Task brief ->
Quote the data listing word for word from its first line through the line that contains "POLYGON ((86 36, 84", including both ends. Leave the pictures out of your answer.

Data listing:
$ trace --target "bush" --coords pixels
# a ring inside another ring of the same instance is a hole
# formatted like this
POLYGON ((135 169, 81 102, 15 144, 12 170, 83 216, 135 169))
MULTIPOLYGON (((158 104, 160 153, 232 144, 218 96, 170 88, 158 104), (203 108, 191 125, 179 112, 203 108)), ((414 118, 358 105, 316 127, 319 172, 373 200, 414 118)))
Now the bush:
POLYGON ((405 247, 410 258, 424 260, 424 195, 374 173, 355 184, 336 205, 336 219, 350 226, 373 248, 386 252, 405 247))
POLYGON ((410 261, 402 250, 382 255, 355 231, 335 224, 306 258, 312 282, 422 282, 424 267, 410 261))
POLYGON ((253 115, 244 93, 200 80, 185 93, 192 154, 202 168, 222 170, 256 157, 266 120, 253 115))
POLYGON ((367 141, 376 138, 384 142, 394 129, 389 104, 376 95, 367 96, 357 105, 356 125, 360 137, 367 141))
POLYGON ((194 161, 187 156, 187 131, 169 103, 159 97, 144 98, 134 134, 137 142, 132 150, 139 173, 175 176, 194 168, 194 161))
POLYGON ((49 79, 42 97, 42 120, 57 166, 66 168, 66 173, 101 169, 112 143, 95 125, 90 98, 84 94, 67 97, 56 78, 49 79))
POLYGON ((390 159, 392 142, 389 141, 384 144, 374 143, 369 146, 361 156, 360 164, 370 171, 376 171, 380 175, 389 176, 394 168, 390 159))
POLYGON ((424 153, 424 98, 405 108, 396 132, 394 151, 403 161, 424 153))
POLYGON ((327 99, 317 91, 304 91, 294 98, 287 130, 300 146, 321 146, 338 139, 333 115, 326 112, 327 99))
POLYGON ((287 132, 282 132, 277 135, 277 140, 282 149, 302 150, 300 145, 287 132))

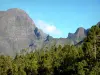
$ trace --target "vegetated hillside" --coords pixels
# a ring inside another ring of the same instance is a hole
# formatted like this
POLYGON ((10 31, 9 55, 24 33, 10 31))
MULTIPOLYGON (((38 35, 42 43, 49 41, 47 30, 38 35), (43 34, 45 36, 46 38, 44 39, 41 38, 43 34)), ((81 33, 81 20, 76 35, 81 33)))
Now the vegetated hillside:
POLYGON ((0 75, 100 75, 100 25, 89 29, 79 47, 52 46, 14 59, 2 55, 0 75))
POLYGON ((87 36, 87 33, 88 33, 88 29, 79 27, 75 33, 69 33, 67 39, 70 39, 74 42, 74 44, 77 44, 87 36))
POLYGON ((86 36, 84 31, 79 28, 72 36, 57 39, 38 29, 24 10, 12 8, 0 11, 0 53, 15 56, 23 49, 30 52, 53 45, 75 44, 86 36))

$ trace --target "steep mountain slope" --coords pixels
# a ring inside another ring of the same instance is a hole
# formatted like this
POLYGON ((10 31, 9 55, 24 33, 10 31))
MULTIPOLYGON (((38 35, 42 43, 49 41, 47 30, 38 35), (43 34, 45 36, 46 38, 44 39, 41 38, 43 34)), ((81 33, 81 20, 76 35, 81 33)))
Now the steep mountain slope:
POLYGON ((24 48, 39 46, 46 39, 27 13, 13 8, 0 12, 0 52, 14 55, 24 48), (41 40, 41 41, 39 41, 41 40))
POLYGON ((73 40, 74 44, 78 43, 79 41, 83 40, 88 33, 88 29, 84 29, 83 27, 79 27, 75 33, 69 33, 68 39, 73 40))

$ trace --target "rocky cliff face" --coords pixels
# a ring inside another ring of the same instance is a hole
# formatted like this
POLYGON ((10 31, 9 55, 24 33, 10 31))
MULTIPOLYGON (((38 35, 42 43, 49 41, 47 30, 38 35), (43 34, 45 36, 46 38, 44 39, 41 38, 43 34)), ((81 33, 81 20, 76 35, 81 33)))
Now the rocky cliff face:
POLYGON ((0 12, 1 53, 14 55, 21 49, 35 47, 37 41, 45 40, 46 36, 35 26, 25 11, 13 8, 0 12))
POLYGON ((83 27, 79 27, 75 33, 69 33, 68 39, 71 39, 74 41, 74 44, 78 43, 82 39, 84 39, 87 36, 88 30, 84 29, 83 27))

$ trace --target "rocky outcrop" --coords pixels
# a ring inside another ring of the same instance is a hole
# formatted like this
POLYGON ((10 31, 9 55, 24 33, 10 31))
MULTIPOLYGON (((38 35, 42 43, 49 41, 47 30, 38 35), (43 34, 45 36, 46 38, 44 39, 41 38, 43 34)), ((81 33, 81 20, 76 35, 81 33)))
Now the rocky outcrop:
POLYGON ((37 45, 36 42, 39 39, 44 40, 45 37, 46 34, 35 26, 25 11, 13 8, 0 12, 1 53, 15 55, 31 44, 37 45))

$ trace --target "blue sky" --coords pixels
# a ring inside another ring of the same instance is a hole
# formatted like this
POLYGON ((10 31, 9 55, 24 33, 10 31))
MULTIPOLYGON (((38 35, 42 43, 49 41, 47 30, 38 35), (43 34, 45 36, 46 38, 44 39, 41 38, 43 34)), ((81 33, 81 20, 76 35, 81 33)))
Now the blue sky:
POLYGON ((37 27, 57 38, 100 21, 100 0, 0 0, 0 10, 9 8, 25 10, 37 27))

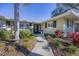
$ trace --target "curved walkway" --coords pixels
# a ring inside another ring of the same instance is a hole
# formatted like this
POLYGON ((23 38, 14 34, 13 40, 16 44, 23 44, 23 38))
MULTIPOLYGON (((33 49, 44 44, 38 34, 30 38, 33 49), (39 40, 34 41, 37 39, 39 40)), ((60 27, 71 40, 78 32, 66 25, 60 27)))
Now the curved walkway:
POLYGON ((54 56, 54 54, 47 41, 42 36, 38 36, 37 43, 28 56, 54 56))

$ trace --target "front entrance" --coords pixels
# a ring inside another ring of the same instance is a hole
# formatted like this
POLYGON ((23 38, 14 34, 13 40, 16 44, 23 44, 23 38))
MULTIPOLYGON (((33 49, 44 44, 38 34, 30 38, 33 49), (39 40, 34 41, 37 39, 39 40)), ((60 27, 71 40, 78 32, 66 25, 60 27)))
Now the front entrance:
POLYGON ((40 24, 34 24, 33 32, 34 32, 34 34, 41 33, 41 25, 40 24))

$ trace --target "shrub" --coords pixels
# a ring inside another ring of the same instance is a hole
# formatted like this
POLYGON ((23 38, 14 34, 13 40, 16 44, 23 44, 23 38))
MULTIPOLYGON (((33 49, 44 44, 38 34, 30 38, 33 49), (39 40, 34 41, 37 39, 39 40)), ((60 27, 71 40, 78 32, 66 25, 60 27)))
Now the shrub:
POLYGON ((53 39, 53 44, 55 48, 61 48, 62 43, 60 42, 59 38, 53 39))
POLYGON ((61 37, 62 36, 62 32, 60 30, 56 30, 55 31, 55 36, 56 37, 61 37))
POLYGON ((43 30, 44 34, 54 35, 54 29, 52 27, 48 27, 43 30))
POLYGON ((0 30, 0 39, 1 40, 9 40, 11 39, 11 32, 6 30, 0 30))
POLYGON ((74 44, 79 45, 79 32, 69 32, 68 37, 70 37, 74 44))
POLYGON ((78 48, 73 45, 69 45, 65 48, 65 51, 69 52, 70 54, 74 54, 77 50, 78 48))
POLYGON ((33 38, 32 33, 30 32, 30 30, 26 29, 26 30, 21 30, 20 31, 20 38, 21 39, 28 39, 28 38, 33 38))

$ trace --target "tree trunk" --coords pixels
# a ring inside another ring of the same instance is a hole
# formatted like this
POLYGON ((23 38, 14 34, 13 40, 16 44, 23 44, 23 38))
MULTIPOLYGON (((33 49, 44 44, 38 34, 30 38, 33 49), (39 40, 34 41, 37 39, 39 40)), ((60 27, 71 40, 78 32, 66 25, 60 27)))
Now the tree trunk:
POLYGON ((14 3, 14 19, 15 19, 15 40, 19 38, 19 3, 14 3))

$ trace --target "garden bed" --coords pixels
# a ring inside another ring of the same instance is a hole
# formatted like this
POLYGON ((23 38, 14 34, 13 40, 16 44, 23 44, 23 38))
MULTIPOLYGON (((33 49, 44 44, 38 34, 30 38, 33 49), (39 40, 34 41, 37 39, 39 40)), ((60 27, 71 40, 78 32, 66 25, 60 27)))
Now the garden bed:
POLYGON ((31 50, 34 48, 35 44, 36 44, 36 40, 28 40, 28 41, 23 41, 23 43, 26 43, 26 47, 25 49, 21 48, 19 50, 17 50, 17 46, 12 46, 10 47, 10 50, 6 51, 5 47, 6 47, 6 41, 1 41, 0 42, 0 56, 24 56, 24 55, 28 55, 28 51, 29 53, 31 52, 31 50), (20 51, 20 50, 24 50, 24 51, 20 51), (27 54, 24 54, 27 53, 27 54))
POLYGON ((47 41, 51 45, 52 52, 54 53, 55 56, 79 56, 79 48, 74 46, 73 42, 70 40, 48 37, 47 41), (60 41, 60 43, 57 42, 56 44, 54 44, 53 40, 55 40, 55 39, 58 39, 60 41), (68 48, 66 48, 66 47, 68 47, 68 48), (68 51, 66 49, 68 49, 68 51))

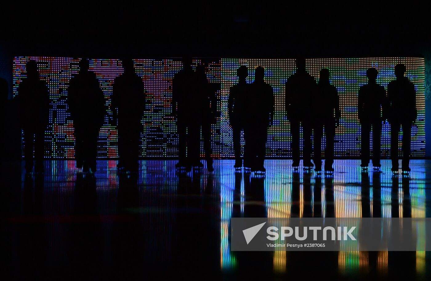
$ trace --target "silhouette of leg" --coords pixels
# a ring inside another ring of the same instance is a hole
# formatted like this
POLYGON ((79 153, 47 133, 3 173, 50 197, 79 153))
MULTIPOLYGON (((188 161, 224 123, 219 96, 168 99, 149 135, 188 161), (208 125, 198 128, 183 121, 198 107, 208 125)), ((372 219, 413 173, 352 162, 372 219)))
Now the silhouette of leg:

Expected answer ->
$ trace --target "bush" --coords pixels
# a ring inside another ring of the same instance is a hole
# formatted like this
POLYGON ((135 169, 81 102, 15 144, 12 170, 83 216, 135 169))
MULTIPOLYGON (((158 104, 160 153, 232 144, 218 96, 170 88, 158 104), (203 108, 191 125, 179 112, 203 108)), ((414 118, 358 105, 316 127, 319 172, 373 200, 414 118)))
Now the bush:
POLYGON ((405 247, 410 258, 424 260, 424 195, 374 173, 355 184, 336 205, 336 219, 350 226, 373 248, 386 252, 405 247))
POLYGON ((410 261, 402 250, 382 255, 355 231, 335 224, 306 258, 312 282, 422 282, 424 267, 410 261))
POLYGON ((253 115, 244 93, 200 80, 185 93, 192 154, 202 168, 222 170, 256 157, 266 120, 253 115))
POLYGON ((367 141, 376 138, 384 142, 394 129, 389 104, 376 95, 367 96, 357 105, 356 125, 360 137, 367 141))
POLYGON ((194 161, 187 156, 187 131, 169 103, 159 97, 144 98, 134 134, 137 142, 132 150, 139 173, 175 176, 194 168, 194 161))
POLYGON ((49 79, 42 97, 42 120, 57 166, 66 168, 66 173, 101 169, 112 143, 95 125, 90 98, 84 94, 67 97, 56 78, 49 79))
POLYGON ((390 159, 392 142, 389 141, 384 144, 374 143, 369 146, 361 156, 360 164, 370 171, 376 171, 380 175, 389 176, 394 168, 390 159))
POLYGON ((424 153, 424 98, 405 108, 396 132, 394 151, 403 161, 424 153))
POLYGON ((327 99, 317 91, 304 91, 294 98, 287 130, 300 146, 321 146, 338 139, 333 115, 326 112, 327 99))
POLYGON ((287 132, 282 132, 277 135, 277 140, 282 149, 302 150, 300 145, 287 132))

$ trace --target "vegetated hillside" --coords pixels
# a ring inside another ring of the same instance is a hole
# formatted like this
POLYGON ((10 31, 9 55, 24 33, 10 31))
MULTIPOLYGON (((38 35, 42 43, 49 41, 47 30, 38 35), (43 34, 45 36, 46 38, 44 39, 41 38, 43 34)), ((81 33, 81 20, 76 35, 81 33)))
Now the vegetated hillside:
POLYGON ((0 75, 100 75, 100 25, 89 29, 79 47, 52 46, 14 59, 2 55, 0 75))
POLYGON ((87 36, 87 33, 88 33, 88 29, 79 27, 75 33, 69 33, 67 39, 70 39, 74 42, 74 44, 77 44, 87 36))
POLYGON ((86 36, 84 31, 79 28, 72 36, 57 39, 38 29, 24 10, 12 8, 0 11, 0 53, 15 56, 23 49, 30 52, 53 45, 75 44, 86 36))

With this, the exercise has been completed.